(HOW TO COMPLETE THIS TASK)
In the data that follows, find the line containing "Query: horse's head"; then quote that line and every line after it, exactly, through the last one.

(RECORDS TO PROCESS)

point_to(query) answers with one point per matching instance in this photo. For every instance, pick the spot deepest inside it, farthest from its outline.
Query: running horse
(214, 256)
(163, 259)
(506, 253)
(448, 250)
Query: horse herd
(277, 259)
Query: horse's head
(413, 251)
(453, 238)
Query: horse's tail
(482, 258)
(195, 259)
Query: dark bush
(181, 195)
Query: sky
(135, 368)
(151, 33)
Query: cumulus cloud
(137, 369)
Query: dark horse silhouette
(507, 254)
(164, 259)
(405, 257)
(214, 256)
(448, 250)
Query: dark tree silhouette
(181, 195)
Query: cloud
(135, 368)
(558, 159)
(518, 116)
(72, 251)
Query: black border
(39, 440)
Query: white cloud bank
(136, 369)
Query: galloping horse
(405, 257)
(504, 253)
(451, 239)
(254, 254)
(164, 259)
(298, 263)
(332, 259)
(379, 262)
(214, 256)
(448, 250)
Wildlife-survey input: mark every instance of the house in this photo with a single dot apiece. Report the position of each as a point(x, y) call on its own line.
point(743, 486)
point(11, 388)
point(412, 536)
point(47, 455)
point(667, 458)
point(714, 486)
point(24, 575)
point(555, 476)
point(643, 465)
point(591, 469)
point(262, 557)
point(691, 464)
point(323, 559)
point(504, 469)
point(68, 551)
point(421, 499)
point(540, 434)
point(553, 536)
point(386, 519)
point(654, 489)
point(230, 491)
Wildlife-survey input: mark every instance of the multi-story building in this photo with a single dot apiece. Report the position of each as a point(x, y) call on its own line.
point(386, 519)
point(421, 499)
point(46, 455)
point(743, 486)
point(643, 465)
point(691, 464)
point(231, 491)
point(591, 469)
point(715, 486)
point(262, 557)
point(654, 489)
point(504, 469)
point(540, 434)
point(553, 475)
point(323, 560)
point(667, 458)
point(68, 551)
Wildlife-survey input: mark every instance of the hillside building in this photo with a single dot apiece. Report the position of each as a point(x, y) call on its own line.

(SOLUTION TO THE EXERCISE)
Query: horse's head
(413, 251)
(453, 238)
Query: horse's tail
(482, 258)
(195, 259)
Query: dark bush
(181, 195)
Query: sky
(135, 368)
(151, 33)
Query: cumulus cloud
(137, 369)
Query: dark horse silhouette
(507, 254)
(164, 259)
(405, 257)
(214, 256)
(448, 250)
Query: dark tree silhouette
(181, 195)
Query: cloud
(135, 368)
(558, 159)
(518, 116)
(72, 251)
Query: black border
(39, 440)
Query: white cloud bank
(136, 369)
Query: galloping horse
(405, 257)
(504, 253)
(451, 239)
(254, 254)
(164, 259)
(298, 263)
(332, 259)
(379, 262)
(214, 256)
(448, 250)
Wildlife-survey input: mark every instance of the house in this photo with a single dot apiece. Report the position of each as a point(x, y) call on its own line.
point(743, 486)
point(11, 388)
point(412, 536)
point(47, 455)
point(667, 458)
point(714, 486)
point(24, 575)
point(555, 476)
point(643, 465)
point(591, 469)
point(262, 557)
point(691, 464)
point(323, 559)
point(504, 469)
point(68, 551)
point(421, 499)
point(540, 434)
point(553, 536)
point(386, 519)
point(654, 489)
point(230, 491)
Wildlife-survey input: mark every instance of the multi-story building in this photo with a single dot apiece. Report the position of each as a point(x, y) call on its own line.
point(386, 519)
point(421, 499)
point(46, 455)
point(743, 486)
point(643, 465)
point(691, 464)
point(231, 491)
point(591, 469)
point(715, 486)
point(262, 557)
point(654, 489)
point(504, 469)
point(540, 434)
point(553, 475)
point(323, 560)
point(667, 458)
point(68, 551)
Wildlife-survey input: mark every instance of the hillside building in this photo with a single dot apiece. Report the position of each as a point(x, y) call on its own line.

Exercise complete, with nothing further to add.